┌─ RECORDS FOR PROCESSING

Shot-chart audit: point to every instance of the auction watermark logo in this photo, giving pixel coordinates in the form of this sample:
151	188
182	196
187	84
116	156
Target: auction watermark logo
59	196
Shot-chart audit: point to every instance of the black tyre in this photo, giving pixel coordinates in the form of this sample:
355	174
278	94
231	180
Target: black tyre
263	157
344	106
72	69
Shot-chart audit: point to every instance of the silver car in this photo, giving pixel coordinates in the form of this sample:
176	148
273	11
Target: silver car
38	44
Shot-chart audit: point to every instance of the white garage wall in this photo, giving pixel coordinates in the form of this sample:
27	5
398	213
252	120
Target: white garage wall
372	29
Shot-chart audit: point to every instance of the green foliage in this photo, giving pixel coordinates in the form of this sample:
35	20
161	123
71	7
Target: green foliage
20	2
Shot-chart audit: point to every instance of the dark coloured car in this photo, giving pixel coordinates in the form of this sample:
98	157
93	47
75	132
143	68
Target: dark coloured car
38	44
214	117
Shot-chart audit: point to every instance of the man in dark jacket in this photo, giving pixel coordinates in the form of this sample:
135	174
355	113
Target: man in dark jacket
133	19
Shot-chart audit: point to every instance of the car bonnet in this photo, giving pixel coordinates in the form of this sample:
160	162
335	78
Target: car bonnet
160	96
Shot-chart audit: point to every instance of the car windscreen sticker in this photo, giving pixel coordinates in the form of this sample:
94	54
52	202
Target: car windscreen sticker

└─

# TASK PROMPT
Which lines in the data hold the string "sticker"? Copy each of them.

# RESPONSE
Shot-chart audit: point to every instance of the car windscreen sticker in this photo, giving pixel coordinates in the form of this sample:
Target: car windscreen sticker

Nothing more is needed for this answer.